THE DROP leads you to believe, from its trailer, cast and poster, not to mention the curriculum vitae of it’s accomplished screenwriter Dennis Lehane, that it is a shoot-em-up gangster-esque movie. Or maybe more of a neighborhood mob movie. It is however, in actuality, a character study. It is about identity, one’s haunting past, and what we so desperately want to believe ourselves to be. Much like the excellent and highly underrated 2012’s KILLING THEM SOFTLY, we are merely spectators to destinies already prescribed, but this time there’s a cute puppy along to cushion the ride. How do we make peace with the the deeds of our past? How do we try to walk a different line even though we know that our innate nature will fight us every step of the way? These are the central themes of THE DROP and for the most part they are played out with skill and elicit empathy.
It’s probably just my ever curious nature that made me want to understand more about the practical mechanics of how a drop location works, but suffice it to say that ‘Marv’s Bar’ serves as the crossroads for a vast number of illicit transactions in its Brooklyn neighborhood. Bob Saginowski, the lackluster but genial bartender at Marv’s is played by the current “It Man” Tom Hardy. Upon rescuing an injured puppy in a garbage can, and meeting the reticent, beautiful, and somewhat mysterious Nadia (Noomi Rapace) owner of said garbage can, the trajectory of our story is set in motion. Hardy has given himself a reputation for playing that guy with the calm composed facade rattling over a simmering seething pot of rage, conflict, and barely contained violence. Not only is Bob not an exception to that precedent, but he plays it is so cool and composed that, to be brutally frank, he borders on autistic. He is far too simple and oblivious to be believable in his job or in its milieu. He comes off as stupid in a wholly unbelievable way. No one can be that immune and ignorant and survive in the ‘hood, which of course leads us to question early on whether it’s all just a guise. We are given nary a whisper of what Bob is really all about. In retrospect, if one pays very close attention, there are hints, but they are few and far between and unfortunately there isn’t enough insight or mystery to urge the audience to further engage with him. There is nothing to access in Bob that makes you want more of him, and as he serves as the core of this story it pulls it down and makes plodding and abstruse. Our final deliverance of the true Bob is too little too late.
Marv, played by the late James Gandolfini, is a lot like his Tony Soprano, but rather than being at the top of his game he is a fallen man, a fettered man who has been deeply compromised. Marv is being pushed from all sides and everything he does comes from a place of desperation. That is a good thing if you want to create dramatic tension and this film needs that tension from someone because it’s not being adequately delivered by Hardy. Gandolfini had, perhaps better than any other actor I can call to mind, the ability to portray threat, fearsomeness and vulnerability simultaneously. His sheer physicality coveys a certain degree of power and yet there are visible cracks in his armor. The coldness in his eyes, the threat he can convey with merely a narrowing glance, but none of that disguises the bitterness and defeat Marv has suffered. In his own words, ‘we’re already dead, we’re just still walking.‘ Gandolfini walked that fine line and he did it masterfully. That this role is is not unique for him makes his performance, what would be his last, no less satisfying or powerful. Rapace’s Nadia is damaged but strong, a survivor, and her face is so magnetic that it’s a bonus she has intelligent dialogue.

- What this exercise asks
a: Extract the passage of the film review from "THE DROP leads" up to and including "and elicit empathy.".
b: Name each actor the film review mentions, together with the character that actor plays in the film.

(Location identification items)
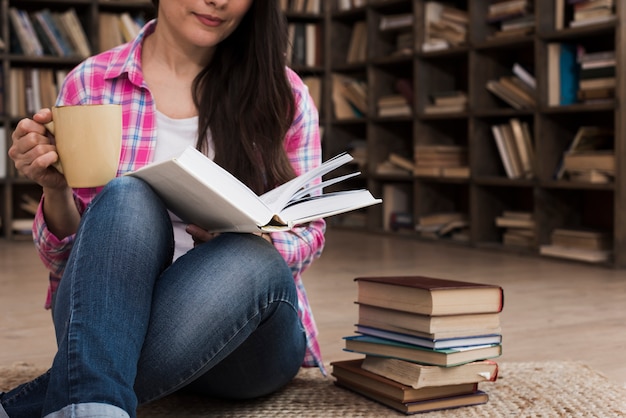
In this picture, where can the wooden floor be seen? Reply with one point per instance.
(554, 310)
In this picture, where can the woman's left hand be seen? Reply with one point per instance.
(199, 235)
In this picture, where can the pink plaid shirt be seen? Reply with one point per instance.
(116, 76)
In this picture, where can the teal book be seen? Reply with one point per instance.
(445, 357)
(569, 73)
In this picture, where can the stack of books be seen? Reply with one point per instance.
(445, 26)
(513, 90)
(428, 342)
(597, 76)
(440, 161)
(592, 12)
(44, 32)
(393, 105)
(583, 244)
(452, 101)
(441, 224)
(515, 146)
(512, 17)
(590, 156)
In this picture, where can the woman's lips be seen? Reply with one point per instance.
(209, 20)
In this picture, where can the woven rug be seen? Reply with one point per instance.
(548, 389)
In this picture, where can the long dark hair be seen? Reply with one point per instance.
(246, 100)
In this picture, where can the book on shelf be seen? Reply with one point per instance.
(3, 154)
(445, 357)
(24, 31)
(429, 295)
(591, 176)
(357, 48)
(602, 160)
(511, 18)
(583, 238)
(400, 161)
(449, 98)
(441, 224)
(427, 342)
(396, 21)
(573, 253)
(587, 138)
(507, 149)
(418, 375)
(519, 237)
(592, 12)
(431, 159)
(511, 219)
(444, 26)
(517, 88)
(504, 92)
(563, 73)
(199, 191)
(344, 106)
(314, 84)
(460, 172)
(439, 219)
(50, 34)
(436, 328)
(523, 144)
(351, 372)
(525, 75)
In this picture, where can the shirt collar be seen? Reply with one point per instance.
(126, 59)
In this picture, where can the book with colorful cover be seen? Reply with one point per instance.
(445, 357)
(350, 371)
(418, 375)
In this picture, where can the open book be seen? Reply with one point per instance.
(200, 192)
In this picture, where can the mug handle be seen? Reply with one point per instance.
(50, 127)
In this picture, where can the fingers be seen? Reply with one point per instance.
(32, 150)
(199, 235)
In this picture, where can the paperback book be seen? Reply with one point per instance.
(200, 192)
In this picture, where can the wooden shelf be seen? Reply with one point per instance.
(467, 67)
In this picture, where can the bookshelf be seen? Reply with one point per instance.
(17, 194)
(385, 66)
(491, 48)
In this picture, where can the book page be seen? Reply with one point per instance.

- Written responses
a:
THE DROP leads you to believe, from its trailer, cast and poster, not to mention the curriculum vitae of it’s accomplished screenwriter Dennis Lehane, that it is a shoot-em-up gangster-esque movie. Or maybe more of a neighborhood mob movie. It is however, in actuality, a character study. It is about identity, one’s haunting past, and what we so desperately want to believe ourselves to be. Much like the excellent and highly underrated 2012’s KILLING THEM SOFTLY, we are merely spectators to destinies already prescribed, but this time there’s a cute puppy along to cushion the ride. How do we make peace with the the deeds of our past? How do we try to walk a different line even though we know that our innate nature will fight us every step of the way? These are the central themes of THE DROP and for the most part they are played out with skill and elicit empathy.

b:
Tom Hardy: Bob Saginowski
Noomi Rapace: Nadia
James Gandolfini: Marv